■ AIM
Collect every line of the rows below that contains the string "white". Case counts.

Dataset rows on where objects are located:
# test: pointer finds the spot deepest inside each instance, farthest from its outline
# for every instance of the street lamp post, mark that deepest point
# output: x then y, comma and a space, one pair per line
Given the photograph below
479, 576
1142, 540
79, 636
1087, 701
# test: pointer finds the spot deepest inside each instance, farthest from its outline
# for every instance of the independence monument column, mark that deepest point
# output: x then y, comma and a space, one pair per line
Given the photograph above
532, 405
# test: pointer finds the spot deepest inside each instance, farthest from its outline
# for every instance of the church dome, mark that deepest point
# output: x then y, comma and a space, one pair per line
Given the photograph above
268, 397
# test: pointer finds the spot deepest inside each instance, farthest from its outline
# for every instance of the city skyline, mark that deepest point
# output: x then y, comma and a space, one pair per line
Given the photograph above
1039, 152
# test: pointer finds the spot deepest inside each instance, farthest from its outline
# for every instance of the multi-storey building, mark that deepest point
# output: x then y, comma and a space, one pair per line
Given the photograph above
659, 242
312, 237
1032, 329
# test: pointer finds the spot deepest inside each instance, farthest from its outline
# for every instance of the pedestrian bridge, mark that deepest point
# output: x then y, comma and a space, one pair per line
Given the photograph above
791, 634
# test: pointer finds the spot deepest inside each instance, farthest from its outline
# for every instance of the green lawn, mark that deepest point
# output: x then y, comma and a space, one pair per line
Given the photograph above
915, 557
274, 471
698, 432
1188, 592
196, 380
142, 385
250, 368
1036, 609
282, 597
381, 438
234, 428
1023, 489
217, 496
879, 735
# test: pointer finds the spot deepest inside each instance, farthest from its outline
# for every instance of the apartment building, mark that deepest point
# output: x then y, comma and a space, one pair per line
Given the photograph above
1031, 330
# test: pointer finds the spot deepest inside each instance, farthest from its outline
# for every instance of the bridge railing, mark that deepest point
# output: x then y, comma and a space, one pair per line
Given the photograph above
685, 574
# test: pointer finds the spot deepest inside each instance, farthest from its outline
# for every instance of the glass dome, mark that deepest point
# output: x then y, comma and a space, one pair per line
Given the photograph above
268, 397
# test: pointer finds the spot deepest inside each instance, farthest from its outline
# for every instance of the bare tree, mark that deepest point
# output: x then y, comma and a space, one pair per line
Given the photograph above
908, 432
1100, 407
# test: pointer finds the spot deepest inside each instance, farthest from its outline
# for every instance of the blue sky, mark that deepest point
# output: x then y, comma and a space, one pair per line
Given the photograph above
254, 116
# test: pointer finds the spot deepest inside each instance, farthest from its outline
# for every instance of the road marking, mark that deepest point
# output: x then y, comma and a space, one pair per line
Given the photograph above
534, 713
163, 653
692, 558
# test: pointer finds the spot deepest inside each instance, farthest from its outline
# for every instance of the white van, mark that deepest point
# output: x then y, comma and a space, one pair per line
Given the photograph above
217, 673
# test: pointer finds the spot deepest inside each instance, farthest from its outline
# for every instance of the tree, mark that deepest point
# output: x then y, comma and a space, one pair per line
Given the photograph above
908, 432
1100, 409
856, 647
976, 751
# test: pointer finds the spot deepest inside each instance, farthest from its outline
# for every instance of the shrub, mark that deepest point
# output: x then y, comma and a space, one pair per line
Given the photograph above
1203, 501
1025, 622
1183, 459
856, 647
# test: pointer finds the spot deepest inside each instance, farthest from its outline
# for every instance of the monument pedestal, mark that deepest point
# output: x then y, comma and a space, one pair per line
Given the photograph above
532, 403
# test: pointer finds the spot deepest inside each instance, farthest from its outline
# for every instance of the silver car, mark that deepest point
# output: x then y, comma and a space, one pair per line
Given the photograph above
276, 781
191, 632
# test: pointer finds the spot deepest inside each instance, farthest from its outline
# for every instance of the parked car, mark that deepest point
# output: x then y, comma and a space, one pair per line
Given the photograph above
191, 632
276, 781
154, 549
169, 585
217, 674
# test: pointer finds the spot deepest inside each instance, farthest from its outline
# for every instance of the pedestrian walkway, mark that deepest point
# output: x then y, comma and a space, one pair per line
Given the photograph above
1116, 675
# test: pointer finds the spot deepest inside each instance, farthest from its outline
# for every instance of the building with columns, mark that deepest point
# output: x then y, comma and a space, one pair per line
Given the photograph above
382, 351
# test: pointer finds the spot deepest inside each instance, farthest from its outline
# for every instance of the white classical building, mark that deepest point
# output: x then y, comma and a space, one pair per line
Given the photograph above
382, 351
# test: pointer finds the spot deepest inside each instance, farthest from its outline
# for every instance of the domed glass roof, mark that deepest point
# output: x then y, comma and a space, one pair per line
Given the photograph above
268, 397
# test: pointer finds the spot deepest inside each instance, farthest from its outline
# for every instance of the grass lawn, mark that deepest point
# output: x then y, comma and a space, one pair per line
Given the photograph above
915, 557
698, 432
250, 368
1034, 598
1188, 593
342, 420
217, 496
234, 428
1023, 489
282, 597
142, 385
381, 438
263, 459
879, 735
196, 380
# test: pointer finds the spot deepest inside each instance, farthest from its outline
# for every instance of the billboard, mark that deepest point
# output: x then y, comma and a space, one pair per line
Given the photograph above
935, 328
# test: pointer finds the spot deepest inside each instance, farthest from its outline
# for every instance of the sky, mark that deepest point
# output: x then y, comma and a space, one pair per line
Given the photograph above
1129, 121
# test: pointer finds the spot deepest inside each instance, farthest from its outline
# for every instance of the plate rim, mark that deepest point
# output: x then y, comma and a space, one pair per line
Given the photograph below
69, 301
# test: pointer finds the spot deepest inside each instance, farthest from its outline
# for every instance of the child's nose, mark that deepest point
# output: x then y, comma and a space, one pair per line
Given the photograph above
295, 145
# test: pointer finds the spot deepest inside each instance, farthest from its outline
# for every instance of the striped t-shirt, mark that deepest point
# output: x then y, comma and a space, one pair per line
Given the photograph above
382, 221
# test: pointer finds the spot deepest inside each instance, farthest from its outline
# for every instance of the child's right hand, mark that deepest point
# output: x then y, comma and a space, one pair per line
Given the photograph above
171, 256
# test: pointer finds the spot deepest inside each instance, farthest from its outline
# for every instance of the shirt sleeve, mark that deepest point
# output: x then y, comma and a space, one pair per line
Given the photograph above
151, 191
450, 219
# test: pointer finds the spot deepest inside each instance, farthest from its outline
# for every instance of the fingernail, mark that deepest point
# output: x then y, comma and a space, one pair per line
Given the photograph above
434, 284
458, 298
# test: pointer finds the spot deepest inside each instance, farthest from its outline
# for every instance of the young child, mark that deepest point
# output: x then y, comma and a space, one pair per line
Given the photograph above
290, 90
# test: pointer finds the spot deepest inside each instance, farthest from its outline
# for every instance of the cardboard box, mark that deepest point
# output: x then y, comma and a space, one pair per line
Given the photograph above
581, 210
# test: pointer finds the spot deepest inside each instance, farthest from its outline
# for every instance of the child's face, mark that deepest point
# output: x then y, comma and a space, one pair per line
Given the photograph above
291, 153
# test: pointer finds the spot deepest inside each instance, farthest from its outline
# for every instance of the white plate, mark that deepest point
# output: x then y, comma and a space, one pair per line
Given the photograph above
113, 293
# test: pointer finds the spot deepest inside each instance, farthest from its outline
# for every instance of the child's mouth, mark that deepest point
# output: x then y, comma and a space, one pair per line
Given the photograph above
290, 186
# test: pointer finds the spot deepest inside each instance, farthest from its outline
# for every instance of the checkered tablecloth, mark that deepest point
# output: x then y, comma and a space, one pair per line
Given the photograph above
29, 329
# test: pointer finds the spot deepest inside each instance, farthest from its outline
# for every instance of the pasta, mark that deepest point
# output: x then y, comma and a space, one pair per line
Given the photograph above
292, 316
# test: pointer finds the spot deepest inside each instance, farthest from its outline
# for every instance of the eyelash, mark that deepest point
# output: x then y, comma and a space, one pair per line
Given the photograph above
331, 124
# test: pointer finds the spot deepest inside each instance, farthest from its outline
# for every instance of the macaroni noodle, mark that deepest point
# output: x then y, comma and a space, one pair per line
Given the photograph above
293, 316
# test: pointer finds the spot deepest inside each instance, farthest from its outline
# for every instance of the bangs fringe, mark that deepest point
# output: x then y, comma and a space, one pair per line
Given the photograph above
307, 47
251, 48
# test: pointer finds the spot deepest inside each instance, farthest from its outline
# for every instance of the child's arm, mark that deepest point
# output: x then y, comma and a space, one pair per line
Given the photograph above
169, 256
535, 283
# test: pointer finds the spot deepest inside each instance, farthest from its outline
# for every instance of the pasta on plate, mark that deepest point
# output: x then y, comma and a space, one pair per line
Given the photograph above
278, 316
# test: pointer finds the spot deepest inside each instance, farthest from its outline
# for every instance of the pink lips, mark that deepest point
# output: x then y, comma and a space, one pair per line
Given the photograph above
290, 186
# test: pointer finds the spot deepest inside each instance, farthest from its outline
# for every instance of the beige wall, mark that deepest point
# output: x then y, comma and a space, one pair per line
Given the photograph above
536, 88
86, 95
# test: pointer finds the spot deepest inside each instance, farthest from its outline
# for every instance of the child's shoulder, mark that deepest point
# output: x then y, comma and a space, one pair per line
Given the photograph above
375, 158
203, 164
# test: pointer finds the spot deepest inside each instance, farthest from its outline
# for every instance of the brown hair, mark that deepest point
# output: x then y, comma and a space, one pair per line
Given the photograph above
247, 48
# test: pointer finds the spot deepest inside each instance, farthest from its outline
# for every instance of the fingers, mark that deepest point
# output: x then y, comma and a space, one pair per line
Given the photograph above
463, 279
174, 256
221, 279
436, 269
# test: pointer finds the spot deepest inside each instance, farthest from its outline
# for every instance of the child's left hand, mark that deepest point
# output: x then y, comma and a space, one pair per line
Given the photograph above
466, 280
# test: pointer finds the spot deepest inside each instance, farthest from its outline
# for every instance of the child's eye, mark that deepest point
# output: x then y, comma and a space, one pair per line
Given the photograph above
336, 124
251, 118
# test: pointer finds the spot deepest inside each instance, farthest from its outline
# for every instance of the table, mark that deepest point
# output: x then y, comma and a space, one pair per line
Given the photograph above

■ RESULT
# for every instance of the white van, mark that deepest point
# for every instance of the white classical building, mark that deepest point
# for every instance of the white plate, mark that deepest point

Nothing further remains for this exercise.